*** Opening Source information ***

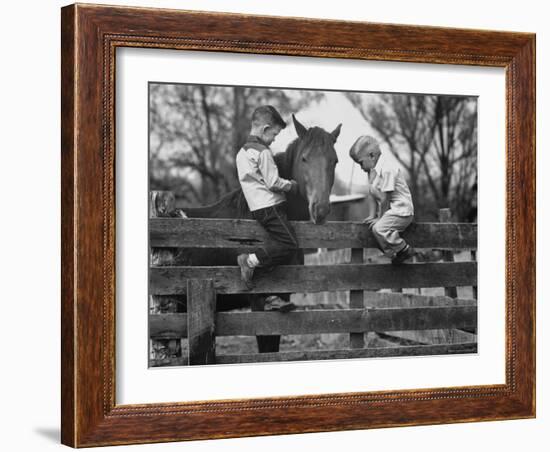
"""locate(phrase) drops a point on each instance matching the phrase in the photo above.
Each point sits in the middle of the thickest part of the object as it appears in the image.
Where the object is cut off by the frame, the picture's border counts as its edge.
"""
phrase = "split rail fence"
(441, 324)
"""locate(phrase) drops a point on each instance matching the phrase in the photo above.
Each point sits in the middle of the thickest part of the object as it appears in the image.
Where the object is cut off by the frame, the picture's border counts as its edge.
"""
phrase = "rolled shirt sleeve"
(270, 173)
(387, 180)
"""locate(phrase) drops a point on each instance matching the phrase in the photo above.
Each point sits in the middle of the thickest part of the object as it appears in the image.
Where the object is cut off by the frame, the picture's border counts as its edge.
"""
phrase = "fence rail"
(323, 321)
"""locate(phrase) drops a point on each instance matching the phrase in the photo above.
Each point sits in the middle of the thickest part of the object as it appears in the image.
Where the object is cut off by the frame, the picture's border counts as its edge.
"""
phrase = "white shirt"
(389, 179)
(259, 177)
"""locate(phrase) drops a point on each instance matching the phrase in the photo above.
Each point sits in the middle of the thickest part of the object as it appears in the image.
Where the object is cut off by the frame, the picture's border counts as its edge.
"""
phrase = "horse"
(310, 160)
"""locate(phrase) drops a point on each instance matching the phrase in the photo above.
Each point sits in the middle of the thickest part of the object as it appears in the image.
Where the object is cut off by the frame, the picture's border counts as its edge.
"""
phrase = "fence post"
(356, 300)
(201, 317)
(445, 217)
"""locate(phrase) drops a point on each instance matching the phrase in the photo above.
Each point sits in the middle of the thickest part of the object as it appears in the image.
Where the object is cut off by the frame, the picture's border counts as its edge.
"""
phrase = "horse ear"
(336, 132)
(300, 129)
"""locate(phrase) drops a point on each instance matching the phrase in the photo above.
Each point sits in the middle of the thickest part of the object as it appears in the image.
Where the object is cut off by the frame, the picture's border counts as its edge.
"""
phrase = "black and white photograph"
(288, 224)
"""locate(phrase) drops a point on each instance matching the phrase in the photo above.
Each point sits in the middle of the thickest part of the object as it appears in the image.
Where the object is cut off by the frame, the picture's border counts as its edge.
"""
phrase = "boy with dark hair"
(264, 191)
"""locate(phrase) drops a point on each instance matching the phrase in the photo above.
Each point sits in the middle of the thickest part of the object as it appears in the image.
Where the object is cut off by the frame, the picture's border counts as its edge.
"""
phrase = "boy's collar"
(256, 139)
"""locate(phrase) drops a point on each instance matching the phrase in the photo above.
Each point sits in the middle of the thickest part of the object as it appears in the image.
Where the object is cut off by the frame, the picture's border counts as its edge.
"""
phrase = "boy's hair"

*** Closing Source information ***

Pictures aside, write out all of the records exactly.

Final answer
"""locate(phrase) drops a point on each instance matching the phrase in the photo above.
Each point sits in the middle of the thickest part of the object as it appears in the image.
Where the object is cut off by the frame, the picture's border counts as its edge.
"""
phrase = "split rail fence"
(441, 324)
"""locate(phrase) drops a point on each instance matching the phrase in the photo above.
Each point sits in the middle of the thickest part of the object as it appears in the image.
Where the object is cut off by the frame, the picture's border counts as its edge.
"""
phrase = "rolled shirt sleeve"
(270, 173)
(387, 180)
"""locate(phrase) drops a point on each instance matching the phrase in the photo above.
Each point sits in the middle of the thickest part of the object as it appears in the image.
Where the object is cut off by the frame, the picture's border counts as its edge.
"""
phrase = "fence rail"
(323, 321)
"""locate(phrase) drops a point on each instance matching the phrase in the photo above.
Each point sits in the middle of the thickest part of the object as it appears in the image.
Where the object is cut off by the frame, the picture's border counts as its edge.
"""
phrase = "white shirt"
(389, 179)
(259, 177)
"""locate(phrase) drops a point on each instance matching the phrase in the photo above.
Each point sits in the middle of the thickest part of the object as it appears in the image.
Where the object is cut off by the frame, the picture's border counts as its edge.
"""
phrase = "horse"
(310, 160)
"""locate(phrase) drops a point on each instance matching the phrase in the photo above.
Each point sits in the middle of the thickest part of the object as it appears in the image.
Where the object is cut off by the frame, the picture's border counts as its edge.
"""
phrase = "fence post"
(356, 300)
(201, 317)
(445, 217)
"""locate(phrase) drops a point on each instance matching the phrase in the photo above.
Each point sits in the middle of the thickest part of the object as it appears in the image.
Where the object is cut off by the frame, the picture's border counts as its edge.
"""
phrase = "horse ear"
(336, 132)
(300, 129)
"""locate(phrase) drops a point on each instance matching the phrase in the photo above.
Each point sits in the middle of the thickest part of the object as it appears in the image.
Where the object is cut off by the frame, the picture's border counts as its edge.
"""
phrase = "black and white photograph"
(288, 224)
"""locate(phrase) drops a point on each instance matching the phrase in the photo above.
Each point sits in the middle of the thickest part of the object as it appears in the image.
Where the object is cut off by the frame, the picture's border counts as its edge.
"""
phrase = "boy with dark hair"
(264, 191)
"""locate(phrase) drops a point on each instance matching the phrase in the photo above.
Each point sits in the middle of the thickest part of the object as it appears in the image.
Where the object is cut off by the frame, the picture's border counts as its edge.
"""
phrase = "boy's collar"
(256, 139)
"""locate(phrase) drops a point on each instance matching the phrase in the photo above.
Each point sits in the middle of the thickest part of the object as it appears in the image.
Where the object is cut off by the frame, the picture's border counts as its edge.
"""
phrase = "boy's hair"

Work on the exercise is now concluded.